Written instruction.
Take the line that contains "Tag one point on each instance of the gray" and each line after it in the material below, and transcribe them exactly, stopping at the end.

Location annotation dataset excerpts
——

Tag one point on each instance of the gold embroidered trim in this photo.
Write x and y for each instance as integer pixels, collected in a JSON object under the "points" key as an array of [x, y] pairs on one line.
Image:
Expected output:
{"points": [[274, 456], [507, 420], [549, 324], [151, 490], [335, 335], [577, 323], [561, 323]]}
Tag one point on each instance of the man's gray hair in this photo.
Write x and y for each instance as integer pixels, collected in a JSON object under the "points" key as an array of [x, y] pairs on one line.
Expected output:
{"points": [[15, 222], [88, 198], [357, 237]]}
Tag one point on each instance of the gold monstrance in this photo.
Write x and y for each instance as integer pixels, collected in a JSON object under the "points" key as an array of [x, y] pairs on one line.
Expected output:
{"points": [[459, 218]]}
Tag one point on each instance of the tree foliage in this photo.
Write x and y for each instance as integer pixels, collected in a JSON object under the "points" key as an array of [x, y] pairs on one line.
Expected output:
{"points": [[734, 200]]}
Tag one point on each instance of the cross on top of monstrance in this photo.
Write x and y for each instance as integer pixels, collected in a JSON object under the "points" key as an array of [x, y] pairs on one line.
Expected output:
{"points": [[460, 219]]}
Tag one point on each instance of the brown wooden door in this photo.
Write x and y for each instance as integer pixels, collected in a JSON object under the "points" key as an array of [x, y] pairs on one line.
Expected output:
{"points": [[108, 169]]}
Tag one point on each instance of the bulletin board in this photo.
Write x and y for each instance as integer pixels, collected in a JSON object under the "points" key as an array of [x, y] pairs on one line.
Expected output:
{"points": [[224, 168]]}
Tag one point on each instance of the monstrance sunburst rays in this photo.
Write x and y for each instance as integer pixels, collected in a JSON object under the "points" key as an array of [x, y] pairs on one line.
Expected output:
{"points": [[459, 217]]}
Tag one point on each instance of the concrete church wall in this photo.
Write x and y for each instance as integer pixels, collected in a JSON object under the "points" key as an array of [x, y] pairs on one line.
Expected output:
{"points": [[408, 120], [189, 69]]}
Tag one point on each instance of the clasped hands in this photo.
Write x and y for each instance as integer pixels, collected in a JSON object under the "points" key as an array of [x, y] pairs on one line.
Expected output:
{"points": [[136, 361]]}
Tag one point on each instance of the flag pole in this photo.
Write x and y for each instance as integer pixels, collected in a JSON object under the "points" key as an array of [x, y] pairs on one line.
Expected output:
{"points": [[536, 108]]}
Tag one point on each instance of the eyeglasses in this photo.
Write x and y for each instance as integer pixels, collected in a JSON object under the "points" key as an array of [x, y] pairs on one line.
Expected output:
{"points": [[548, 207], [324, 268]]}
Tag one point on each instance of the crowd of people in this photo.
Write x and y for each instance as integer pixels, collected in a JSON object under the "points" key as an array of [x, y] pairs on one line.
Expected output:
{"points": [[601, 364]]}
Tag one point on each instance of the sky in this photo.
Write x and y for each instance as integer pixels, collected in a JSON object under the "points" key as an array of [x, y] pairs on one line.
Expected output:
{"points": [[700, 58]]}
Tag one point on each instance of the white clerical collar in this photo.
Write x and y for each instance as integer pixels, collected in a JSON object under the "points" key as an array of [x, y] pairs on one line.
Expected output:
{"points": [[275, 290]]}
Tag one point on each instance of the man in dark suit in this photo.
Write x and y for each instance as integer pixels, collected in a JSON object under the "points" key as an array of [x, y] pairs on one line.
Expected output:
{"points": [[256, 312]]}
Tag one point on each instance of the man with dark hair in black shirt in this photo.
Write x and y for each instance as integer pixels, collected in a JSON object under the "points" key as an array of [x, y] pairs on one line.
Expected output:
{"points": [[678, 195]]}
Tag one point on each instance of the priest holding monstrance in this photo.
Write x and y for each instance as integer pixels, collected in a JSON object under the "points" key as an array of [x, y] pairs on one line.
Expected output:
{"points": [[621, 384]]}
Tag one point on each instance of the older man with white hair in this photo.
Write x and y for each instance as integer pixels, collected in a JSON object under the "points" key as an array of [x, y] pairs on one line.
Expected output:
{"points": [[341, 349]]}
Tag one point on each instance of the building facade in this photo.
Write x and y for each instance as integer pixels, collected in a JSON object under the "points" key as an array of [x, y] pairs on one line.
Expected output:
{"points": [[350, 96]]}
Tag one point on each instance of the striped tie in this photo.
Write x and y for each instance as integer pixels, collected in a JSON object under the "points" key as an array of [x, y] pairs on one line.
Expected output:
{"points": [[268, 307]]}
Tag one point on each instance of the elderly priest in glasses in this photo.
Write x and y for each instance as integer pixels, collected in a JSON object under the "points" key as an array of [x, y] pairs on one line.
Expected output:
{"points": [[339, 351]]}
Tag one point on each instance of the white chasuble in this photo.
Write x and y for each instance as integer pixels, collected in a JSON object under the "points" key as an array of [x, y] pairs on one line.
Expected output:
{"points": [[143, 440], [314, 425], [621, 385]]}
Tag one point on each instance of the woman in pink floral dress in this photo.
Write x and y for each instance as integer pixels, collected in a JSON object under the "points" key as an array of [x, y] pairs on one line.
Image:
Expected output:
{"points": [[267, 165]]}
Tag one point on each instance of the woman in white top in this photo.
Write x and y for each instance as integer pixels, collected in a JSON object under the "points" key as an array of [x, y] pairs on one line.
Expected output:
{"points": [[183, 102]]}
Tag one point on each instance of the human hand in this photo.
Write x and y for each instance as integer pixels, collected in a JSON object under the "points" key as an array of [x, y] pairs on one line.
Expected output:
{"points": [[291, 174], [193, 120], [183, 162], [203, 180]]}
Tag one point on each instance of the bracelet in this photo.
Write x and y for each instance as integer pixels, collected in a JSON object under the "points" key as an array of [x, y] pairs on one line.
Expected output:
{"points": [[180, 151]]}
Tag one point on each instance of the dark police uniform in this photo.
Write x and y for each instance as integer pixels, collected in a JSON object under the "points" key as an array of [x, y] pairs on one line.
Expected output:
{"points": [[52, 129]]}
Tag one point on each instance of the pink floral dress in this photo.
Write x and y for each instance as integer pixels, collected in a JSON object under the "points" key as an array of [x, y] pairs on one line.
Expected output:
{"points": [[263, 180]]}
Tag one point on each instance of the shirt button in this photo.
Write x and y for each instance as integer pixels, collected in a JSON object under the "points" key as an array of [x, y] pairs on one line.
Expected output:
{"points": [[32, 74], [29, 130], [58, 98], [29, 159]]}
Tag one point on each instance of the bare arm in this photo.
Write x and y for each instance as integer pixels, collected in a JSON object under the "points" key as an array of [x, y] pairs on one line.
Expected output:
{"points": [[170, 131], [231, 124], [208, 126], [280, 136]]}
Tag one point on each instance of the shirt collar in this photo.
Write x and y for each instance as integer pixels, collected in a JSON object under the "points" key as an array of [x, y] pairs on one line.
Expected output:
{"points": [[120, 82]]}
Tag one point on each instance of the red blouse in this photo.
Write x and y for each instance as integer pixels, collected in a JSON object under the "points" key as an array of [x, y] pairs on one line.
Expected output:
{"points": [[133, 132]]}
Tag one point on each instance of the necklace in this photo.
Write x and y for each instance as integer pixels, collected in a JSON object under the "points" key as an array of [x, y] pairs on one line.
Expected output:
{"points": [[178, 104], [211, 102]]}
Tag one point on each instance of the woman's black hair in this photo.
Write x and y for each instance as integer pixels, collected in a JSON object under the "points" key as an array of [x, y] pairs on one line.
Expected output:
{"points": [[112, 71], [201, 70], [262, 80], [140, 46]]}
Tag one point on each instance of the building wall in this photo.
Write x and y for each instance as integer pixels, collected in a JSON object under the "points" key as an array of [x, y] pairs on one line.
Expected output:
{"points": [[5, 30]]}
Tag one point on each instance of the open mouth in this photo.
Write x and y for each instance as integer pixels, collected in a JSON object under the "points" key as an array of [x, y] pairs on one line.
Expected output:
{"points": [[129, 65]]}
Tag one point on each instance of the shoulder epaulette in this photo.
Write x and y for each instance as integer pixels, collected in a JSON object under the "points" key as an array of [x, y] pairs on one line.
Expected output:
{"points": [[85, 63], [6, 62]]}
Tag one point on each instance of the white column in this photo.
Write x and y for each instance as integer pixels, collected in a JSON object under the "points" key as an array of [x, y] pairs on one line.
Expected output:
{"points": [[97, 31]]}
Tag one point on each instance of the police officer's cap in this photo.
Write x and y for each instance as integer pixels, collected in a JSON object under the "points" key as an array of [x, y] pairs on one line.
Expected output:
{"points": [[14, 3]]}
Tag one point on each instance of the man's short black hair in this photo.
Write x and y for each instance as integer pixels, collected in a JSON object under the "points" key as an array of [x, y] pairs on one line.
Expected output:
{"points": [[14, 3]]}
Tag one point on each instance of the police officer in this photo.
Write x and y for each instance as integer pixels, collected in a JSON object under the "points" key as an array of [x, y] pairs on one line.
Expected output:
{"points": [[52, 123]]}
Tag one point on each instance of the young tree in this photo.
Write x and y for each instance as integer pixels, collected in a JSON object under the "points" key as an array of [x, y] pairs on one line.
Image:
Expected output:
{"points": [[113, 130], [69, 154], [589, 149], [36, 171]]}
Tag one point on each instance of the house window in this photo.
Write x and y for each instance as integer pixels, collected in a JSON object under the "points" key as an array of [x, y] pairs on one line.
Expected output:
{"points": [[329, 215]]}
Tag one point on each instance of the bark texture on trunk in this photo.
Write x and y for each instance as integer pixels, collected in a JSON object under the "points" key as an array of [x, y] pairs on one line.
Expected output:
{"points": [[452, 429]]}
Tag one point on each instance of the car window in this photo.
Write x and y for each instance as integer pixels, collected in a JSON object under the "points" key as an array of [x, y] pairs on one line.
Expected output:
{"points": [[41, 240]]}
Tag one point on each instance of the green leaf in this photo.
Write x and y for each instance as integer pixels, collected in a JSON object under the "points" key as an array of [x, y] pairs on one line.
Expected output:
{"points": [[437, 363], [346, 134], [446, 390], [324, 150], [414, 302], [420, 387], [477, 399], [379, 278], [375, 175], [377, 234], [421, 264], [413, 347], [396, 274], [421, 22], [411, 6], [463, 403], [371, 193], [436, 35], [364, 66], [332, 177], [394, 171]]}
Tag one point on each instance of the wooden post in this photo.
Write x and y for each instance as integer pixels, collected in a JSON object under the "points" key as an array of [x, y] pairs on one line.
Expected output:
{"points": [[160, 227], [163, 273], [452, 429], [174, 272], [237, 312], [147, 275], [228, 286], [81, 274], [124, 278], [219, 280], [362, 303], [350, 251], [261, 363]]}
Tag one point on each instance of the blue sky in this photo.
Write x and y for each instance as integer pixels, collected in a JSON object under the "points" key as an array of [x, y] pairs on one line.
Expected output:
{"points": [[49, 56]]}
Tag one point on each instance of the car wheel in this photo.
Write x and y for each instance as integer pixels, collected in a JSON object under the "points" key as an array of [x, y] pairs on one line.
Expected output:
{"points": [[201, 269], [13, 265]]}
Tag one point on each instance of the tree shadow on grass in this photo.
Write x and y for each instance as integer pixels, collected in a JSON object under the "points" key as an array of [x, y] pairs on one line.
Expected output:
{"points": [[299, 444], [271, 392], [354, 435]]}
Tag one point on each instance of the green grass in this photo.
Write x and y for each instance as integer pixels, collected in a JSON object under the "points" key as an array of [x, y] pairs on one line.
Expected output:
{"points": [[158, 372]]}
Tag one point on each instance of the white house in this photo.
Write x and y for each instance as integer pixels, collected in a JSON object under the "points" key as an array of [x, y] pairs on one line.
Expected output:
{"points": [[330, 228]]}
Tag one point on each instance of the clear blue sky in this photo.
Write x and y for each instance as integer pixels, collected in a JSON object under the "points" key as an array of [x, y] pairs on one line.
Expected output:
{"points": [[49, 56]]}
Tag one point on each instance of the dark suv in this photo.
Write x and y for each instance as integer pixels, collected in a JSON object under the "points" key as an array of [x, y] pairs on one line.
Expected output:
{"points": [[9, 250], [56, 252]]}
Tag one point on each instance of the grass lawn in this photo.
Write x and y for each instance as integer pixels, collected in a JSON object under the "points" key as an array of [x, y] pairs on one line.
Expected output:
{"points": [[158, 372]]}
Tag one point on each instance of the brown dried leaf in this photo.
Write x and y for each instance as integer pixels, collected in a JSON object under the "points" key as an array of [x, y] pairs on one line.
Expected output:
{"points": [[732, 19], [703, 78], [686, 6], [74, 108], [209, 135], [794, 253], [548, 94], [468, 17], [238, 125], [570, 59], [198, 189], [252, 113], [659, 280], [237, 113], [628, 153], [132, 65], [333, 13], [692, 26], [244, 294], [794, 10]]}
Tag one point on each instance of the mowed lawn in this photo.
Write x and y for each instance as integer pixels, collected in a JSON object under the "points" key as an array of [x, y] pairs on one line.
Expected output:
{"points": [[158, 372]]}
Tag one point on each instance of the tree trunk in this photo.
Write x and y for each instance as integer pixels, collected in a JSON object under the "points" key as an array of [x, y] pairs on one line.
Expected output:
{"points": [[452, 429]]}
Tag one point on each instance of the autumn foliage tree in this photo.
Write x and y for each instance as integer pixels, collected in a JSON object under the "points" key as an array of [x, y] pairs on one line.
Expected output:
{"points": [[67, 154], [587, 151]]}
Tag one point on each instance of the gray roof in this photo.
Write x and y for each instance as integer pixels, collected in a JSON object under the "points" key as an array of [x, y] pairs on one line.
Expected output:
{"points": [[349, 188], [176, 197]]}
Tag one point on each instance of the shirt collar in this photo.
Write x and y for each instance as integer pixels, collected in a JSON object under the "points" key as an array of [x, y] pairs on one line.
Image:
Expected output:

——

Worked answer.
Tag one point on each instance of the gray roof in this photo.
Write x and y for each instance as integer pixels, collected in a JSON object under the "points" key as an array of [x, y] pairs on one line.
Expected output:
{"points": [[349, 188], [176, 197]]}
Tag one point on each instance of the shirt collar in this photo.
Write x and y for each instance as integer pixels, collected in a JSON object under the "points" key as an array of [x, y] pairs on one line.
Image:
Expected output:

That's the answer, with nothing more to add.